## START EXTRACT

Mawn recalled one death that occurred just feet from him.

After seeking refuge at nearby 7 World Trade Center, a firefighter yelled out to a few people who congregated there to hold onto each other regardless of what happened next. Before he could tell them to cover their noses and mouths, part of the falling building killed him.

Several weeks later, Mawn would unexpectedly meet one of the only other survivors — who he'd been side by side with — at a retirement party for a New York City police officer. 

That was about the same time Parisi and his Salem colleagues visited ground zero to pay their respects.

"It's poignant when you hear the names of victims being read off," he said. "It seems like they're never going to stop."

A 38-year Rotarian Nick Czifrik — who is also a longtime friend of Mawn — agreed that remembering each victim should remain an annual tradition.

"Everyone who survived that day carries scars," he said. "Whether they be physical or emotional. We must remember that."

As a Hungarian refugee who came to the United States in 1956 with no belongings or understanding of the English language, Czifrik sees the club as a way to give back to the community and welcome guests like Mawn who can enrich their understanding of historical events.

## END EXTRACT

GIVEN INSTRUCTION A =>
List every person whom the article about Mawn mentions by name.
GIVEN INSTRUCTION B =>
Using the article about Mawn, answer each question:
(i) Where did the firefighter seek refuge before he was killed?
(ii) At what event did Mawn meet one of the other survivors?
(iii) In what year did Czifrik come to the United States?
GIVEN INSTRUCTION C =>
Carry on writing the article about Mawn, starting after its final sentence.

## START EXCERPTED DATA

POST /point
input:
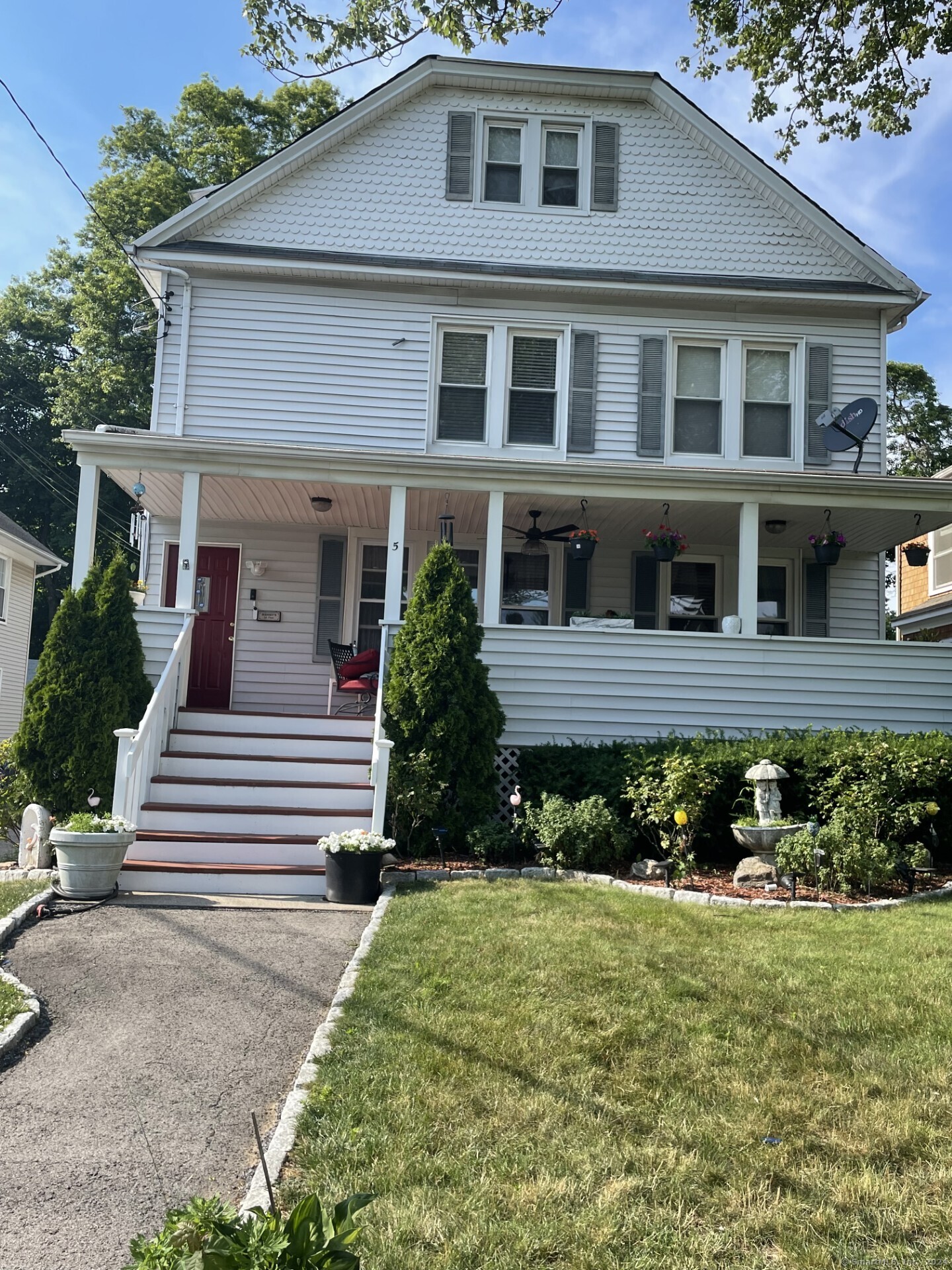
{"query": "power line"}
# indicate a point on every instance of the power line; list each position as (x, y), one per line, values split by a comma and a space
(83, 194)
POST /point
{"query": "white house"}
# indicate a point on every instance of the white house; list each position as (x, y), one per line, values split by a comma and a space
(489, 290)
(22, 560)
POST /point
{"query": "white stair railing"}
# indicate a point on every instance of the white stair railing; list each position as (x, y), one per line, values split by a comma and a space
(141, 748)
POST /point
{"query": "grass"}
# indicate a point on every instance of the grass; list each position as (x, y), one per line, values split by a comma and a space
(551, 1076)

## END EXCERPTED DATA
## START EXCERPTED DATA

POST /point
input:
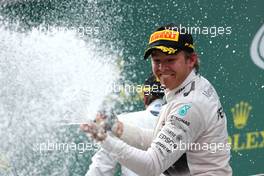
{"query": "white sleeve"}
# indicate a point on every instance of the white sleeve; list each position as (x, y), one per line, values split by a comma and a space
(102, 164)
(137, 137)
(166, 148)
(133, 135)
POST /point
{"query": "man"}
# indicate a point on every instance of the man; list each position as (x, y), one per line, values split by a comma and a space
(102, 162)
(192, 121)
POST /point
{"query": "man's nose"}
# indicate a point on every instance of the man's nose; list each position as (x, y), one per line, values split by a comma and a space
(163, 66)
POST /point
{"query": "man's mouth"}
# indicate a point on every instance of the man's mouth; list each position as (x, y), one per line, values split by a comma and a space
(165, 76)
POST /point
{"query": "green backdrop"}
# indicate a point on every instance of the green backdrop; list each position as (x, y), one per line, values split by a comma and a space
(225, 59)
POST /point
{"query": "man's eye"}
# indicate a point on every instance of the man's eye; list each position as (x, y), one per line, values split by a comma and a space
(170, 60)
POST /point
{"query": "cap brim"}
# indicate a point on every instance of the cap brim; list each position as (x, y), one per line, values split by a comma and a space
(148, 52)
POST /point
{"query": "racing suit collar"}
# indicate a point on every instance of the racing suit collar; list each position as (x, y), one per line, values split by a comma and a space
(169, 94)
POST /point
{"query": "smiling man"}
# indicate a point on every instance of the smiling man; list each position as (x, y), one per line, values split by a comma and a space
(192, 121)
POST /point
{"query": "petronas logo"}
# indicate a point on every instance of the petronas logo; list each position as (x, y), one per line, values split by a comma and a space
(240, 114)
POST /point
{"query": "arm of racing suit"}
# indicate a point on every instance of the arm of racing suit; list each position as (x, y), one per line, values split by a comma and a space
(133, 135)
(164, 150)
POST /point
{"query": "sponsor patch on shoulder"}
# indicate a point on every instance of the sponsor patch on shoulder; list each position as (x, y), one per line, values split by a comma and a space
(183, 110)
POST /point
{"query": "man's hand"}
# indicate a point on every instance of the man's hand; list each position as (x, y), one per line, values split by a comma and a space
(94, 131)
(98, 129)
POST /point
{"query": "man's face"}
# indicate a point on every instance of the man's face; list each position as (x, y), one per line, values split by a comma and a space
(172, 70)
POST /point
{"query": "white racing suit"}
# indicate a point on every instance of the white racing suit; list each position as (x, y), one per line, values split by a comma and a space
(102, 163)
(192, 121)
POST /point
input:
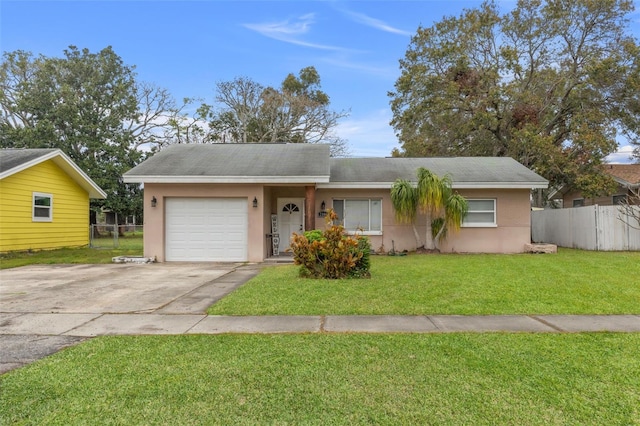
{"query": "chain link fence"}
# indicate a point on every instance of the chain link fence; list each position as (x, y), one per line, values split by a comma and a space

## END EXCERPTED DATA

TASK ANSWER A =>
Mawn, Parisi, Nick Czifrik

TASK ANSWER B =>
(i) Nearby 7 World Trade Center.
(ii) A retirement party for a New York City police officer.
(iii) 1956.

TASK ANSWER C =>
In closing, Mawn told the Rotarians about the hours that ensued following the initial collapse of the twin towers.

"We were forced to set up a staging office several blocks away," he said. "That ended up saving lives because we got everyone in the bureau away from the site. We only ended up losing one agent."

Three crime scenes were established at ground zero, the city's morgue and a nearby landfill, but never led to the discovery of key evidence, Mawn said.

By that October, the Justice Department was leading the case from Washington.

Two years later, at the age of 57, Mawn reached the government's required retirement age.

He has yet to return to ground zero and see the memorials that have been erected in place of the World Trace Center. He's unsure if he ever will.